## start INFORMATION SUPPLIED
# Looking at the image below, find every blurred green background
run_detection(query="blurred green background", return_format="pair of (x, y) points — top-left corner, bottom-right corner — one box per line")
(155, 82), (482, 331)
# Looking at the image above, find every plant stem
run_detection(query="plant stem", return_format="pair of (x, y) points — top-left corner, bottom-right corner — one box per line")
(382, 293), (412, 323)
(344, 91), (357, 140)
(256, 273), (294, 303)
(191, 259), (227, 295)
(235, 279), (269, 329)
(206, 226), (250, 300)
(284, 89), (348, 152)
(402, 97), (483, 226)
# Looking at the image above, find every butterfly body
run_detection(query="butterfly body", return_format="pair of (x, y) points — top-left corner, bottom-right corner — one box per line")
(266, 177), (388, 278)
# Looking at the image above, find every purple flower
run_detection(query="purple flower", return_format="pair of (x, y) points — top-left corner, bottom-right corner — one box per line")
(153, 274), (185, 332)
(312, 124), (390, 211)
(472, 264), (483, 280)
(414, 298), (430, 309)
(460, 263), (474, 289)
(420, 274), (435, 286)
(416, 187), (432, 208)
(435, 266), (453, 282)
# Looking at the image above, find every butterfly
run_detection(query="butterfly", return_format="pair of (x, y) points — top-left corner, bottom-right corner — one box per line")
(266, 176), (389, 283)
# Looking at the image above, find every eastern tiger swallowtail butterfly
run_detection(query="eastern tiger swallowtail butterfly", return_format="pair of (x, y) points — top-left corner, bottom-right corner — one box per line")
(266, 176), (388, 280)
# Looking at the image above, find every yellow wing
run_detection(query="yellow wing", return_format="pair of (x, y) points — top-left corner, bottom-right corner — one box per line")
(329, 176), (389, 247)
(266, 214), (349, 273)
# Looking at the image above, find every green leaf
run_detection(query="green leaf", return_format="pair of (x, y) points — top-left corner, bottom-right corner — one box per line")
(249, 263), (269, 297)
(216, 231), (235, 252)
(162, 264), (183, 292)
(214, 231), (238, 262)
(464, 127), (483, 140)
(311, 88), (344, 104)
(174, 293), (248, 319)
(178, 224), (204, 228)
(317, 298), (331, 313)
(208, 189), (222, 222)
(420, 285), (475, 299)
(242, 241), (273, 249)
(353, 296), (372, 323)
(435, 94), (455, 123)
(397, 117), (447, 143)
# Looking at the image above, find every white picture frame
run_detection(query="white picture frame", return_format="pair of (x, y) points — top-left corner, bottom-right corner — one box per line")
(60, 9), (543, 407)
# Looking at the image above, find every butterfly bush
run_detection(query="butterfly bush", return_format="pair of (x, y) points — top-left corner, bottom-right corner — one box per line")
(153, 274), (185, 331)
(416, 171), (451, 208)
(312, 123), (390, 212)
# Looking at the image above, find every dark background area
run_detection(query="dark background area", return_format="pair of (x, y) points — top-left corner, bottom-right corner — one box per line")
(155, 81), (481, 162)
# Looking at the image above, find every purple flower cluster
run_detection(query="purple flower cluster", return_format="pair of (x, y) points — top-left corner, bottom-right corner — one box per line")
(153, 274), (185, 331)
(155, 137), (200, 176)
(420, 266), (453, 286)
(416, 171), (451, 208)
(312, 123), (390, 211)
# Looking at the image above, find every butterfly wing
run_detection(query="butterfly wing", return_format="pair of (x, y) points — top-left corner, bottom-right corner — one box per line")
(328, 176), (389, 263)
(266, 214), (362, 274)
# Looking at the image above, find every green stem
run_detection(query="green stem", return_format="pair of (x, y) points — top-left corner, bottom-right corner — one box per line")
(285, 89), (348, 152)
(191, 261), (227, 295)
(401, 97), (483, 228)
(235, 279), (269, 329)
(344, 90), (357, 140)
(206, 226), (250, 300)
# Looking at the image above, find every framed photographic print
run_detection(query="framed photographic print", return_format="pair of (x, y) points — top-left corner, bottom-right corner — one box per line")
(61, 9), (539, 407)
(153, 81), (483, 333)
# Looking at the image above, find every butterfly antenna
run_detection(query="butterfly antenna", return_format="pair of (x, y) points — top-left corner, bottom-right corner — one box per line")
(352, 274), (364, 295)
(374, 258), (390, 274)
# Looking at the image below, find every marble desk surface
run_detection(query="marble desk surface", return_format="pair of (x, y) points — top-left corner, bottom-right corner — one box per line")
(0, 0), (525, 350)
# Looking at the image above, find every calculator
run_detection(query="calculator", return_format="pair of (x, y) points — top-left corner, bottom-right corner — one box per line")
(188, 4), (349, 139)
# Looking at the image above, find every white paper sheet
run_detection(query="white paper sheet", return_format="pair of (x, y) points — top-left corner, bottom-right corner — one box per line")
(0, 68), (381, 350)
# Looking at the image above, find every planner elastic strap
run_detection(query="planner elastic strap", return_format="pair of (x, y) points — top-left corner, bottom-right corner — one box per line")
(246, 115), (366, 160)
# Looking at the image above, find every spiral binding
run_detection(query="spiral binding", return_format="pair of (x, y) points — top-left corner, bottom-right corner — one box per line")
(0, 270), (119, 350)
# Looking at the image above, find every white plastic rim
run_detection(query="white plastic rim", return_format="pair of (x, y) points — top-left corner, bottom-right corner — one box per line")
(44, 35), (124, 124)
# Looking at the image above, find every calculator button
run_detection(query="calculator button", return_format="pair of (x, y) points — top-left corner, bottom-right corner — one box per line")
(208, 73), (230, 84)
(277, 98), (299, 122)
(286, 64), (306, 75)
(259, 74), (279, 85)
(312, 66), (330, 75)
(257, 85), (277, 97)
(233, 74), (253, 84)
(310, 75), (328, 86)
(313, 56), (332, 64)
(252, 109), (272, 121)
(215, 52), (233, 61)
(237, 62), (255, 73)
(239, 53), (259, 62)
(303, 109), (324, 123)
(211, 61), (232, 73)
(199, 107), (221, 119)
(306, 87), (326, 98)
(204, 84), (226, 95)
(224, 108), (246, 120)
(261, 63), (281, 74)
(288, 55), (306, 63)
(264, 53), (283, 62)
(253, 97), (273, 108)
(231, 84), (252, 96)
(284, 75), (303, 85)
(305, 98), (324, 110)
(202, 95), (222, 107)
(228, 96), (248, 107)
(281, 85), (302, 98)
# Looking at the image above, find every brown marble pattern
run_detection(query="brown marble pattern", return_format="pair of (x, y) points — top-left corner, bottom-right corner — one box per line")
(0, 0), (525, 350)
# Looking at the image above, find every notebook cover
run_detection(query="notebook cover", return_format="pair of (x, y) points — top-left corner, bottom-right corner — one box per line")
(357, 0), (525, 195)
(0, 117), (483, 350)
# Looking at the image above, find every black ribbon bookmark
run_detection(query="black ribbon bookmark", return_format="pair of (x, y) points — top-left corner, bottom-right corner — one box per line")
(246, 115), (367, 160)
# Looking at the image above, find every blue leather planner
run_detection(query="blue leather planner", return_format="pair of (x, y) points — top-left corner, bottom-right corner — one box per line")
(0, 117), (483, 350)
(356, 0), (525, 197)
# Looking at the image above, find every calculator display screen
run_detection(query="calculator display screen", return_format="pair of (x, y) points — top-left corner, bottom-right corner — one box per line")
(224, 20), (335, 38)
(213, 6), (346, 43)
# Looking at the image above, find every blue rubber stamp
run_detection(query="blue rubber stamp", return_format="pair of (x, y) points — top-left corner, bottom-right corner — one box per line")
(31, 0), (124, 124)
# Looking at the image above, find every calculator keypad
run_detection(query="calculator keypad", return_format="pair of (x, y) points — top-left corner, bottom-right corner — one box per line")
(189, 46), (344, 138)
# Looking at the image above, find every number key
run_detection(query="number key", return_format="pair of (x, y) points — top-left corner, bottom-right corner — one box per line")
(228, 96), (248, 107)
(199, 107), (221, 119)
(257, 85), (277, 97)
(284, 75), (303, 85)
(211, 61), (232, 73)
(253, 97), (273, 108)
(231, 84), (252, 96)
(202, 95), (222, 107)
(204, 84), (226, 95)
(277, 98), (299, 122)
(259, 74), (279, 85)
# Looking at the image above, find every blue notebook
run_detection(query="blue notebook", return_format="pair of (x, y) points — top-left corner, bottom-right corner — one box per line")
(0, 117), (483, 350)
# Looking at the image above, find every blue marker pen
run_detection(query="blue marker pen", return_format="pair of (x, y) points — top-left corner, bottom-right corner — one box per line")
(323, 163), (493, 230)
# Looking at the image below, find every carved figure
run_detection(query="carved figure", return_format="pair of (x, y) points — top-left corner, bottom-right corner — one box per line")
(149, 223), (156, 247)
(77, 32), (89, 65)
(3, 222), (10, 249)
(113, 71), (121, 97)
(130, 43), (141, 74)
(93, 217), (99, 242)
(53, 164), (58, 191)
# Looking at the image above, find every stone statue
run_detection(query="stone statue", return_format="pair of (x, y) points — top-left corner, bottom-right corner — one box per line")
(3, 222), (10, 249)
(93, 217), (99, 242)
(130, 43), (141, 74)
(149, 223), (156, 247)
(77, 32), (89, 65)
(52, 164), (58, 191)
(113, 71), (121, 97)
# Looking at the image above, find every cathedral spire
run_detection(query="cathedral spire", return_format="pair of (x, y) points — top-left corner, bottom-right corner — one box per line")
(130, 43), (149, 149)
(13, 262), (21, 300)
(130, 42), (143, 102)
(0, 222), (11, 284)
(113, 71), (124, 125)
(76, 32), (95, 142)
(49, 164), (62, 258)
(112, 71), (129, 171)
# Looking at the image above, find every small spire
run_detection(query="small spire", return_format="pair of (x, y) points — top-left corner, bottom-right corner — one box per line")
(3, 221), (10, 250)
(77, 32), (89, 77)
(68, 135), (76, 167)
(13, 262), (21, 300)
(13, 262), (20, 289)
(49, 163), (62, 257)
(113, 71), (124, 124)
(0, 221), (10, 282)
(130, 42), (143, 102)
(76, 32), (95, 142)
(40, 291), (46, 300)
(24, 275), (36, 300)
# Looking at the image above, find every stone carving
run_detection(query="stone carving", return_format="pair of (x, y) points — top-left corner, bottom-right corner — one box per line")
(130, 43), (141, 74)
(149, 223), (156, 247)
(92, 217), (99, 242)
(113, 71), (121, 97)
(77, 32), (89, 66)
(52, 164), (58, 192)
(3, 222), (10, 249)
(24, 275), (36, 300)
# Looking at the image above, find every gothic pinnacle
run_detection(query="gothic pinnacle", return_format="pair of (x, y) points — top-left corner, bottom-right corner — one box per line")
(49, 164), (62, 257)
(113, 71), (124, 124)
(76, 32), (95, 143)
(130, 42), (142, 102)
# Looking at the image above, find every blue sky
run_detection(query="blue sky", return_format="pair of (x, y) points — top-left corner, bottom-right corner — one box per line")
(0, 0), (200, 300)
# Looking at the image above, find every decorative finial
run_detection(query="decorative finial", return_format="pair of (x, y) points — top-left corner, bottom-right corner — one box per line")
## end INFORMATION SUPPLIED
Take the lines running from the start of the records through the line containing "(155, 82), (482, 331)", and swap "blurred" for "blurry". Return only those lines, with everything else left unchanged.

# Looking at the image below, find every blurry green background
run_detection(query="blurry green background", return_format="pair of (x, y) points — top-left corner, bottom-right corner — one box per line")
(155, 82), (482, 331)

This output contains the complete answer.